• _SELECTED EXCERPT_:

[Guy St. Clair: This post is co-authored with colleague Jake Gach, Consultant at Accenture. Jake’s insight for this post is particularly appreciated.]
In today’s society, especially in the United States but equally in many other parts of the world, much thought is being given to defining and building – or strengthening – a humane society. In his column in the New York Times reacting to the protests following the murder of George Floyd, Roger Cohen raised the topic of humanism. “The question of course is whether this awakening [the protests] can achieve what even the Civil Rights Movement could not: the full humanization of Black Americans.”
Yes, of course. And as we go in this direction, let’s take into the workplace the suggestion of “full humanization” as a goal. Let’s bring it into our working lives and figure out how we can connect management, leadership, and knowledge services to pave the way. All three have qualities that, when put together, enable the larger organization to accomplish its highest levels of success. So if for no other reason, a humane workplace becomes a driver in the achievement of our own goals as knowledge strategists.
If that’s what we want to achieve, what are we talking about when we ask if an organization, community, or other group is “humanistic” or “humanist?” In one way, it might be just a question of semantics, perhaps even only of preference. There seems to be a pretty strong movement afoot in the academic management community and – in the “practitioner” side of management theory as well. For the past few years, a leader in this effort has been Domènec Melé, who lectures frequently on the subject and writes for both The Journal of Business Ethics (https://bit.ly/32qOFRd) and The Humanistic Management Journal (https://bit.ly/3hr65Bn).
In a first approximation, both “humanistic” and “humanist” might seem to mean the same thing, but there is a distinction. “Humanism,” for example, is generally defined as a socio-political philosophy, and someone who adheres to that philosophy is considered a “humanist.” So that word might be used to refer to a person or to their philosophy, while “humanistic” is a more general term referring to less dogmatic concepts or tendencies. More conversationally, “humanism” seems to be about a way of thinking that views us, both as human beings and as workers, in our development as individuals and, at the same time, with a concern about how we – as members of society – think about ourselves and others in relation to the larger world or society.
For us, that’s what happens when people in the organization are being managed so that they (and we) can move toward success with organizational efforts. And that question leads us to ask: are organizations, communities, and all kinds of groups that work together to achieve a common goal managing toward the humanization (using Cohen’s word) of the group? Is the management humane?
If it is, well and good. If it is not, what can we do in knowledge services to make management in our employing organizations more humane? To get us started, we might begin to think of “humane management” as a fusion of a humanistic philosophy and a strategic management style. In other words, the organization’s core vision and leadership approach are rooted in the success of its members and customers. And then, of course, as knowledge strategists, we ask if – in the workplace – management can better utilize knowledge services to become a more humanistic organization? If we can, how do we do this? What’s the connection?
In many ways, knowledge services is strongly tied to the concept of “humane management,” and there are good examples, especially in promoting a humane culture that can help the organization enable the exchange of ideas and information (and vice versa). Moreover, by focusing on its people, management creates a more open environment, one in which individual success is aligned with the organization’s success.
A great recent example of “humane management” is Danny Meyer’s management strategy. Meyer is the CEO and Founder of Union Square Hospitality Group (USHG) and Shake Shack, and, as it turns out, two of his core values are rooted in his humanistic education when he was growing up: “putting your employees first” and “care for the community.” Meyer’s management perspectives have been described in two popular interviews, in both Strategy + Business (https://bit.ly/2ZAFgV9) and in Female Founders Fund (https://bit.ly/2GXokSp). By valuing their employees as individual people (rather than as the lowest on the hierarchical totem pole) and establishing a meaningful connection with local communities and customers, Meyer and USHG have been able to create a strong presence in the restaurant business.
While expanding to new restaurants, Meyer’s humanistic approach has been deemed successful, as he was able to cultivate a similar culture by dispersing leadership and star performers across his restaurants, and by using previous lessons learned. This innovative approach, focusing on a strong local culture while strategically managing the organization’s intellectual capital, truly embodies the fusion between humanistic management and knowledge services.

• _WHAT YOU SHOULD DO_: From the essay on humane management above, list every publication that appears with a web link.

• _DATA EXTRACTS_:
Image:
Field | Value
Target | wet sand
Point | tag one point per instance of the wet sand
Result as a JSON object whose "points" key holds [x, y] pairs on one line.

• _RESULT FOR THIS EXERCISE_:
- The Journal of Business Ethics (https://bit.ly/32qOFRd)
- The Humanistic Management Journal (https://bit.ly/3hr65Bn)
- Strategy + Business (https://bit.ly/2ZAFgV9)
- Female Founders Fund (https://bit.ly/2GXokSp)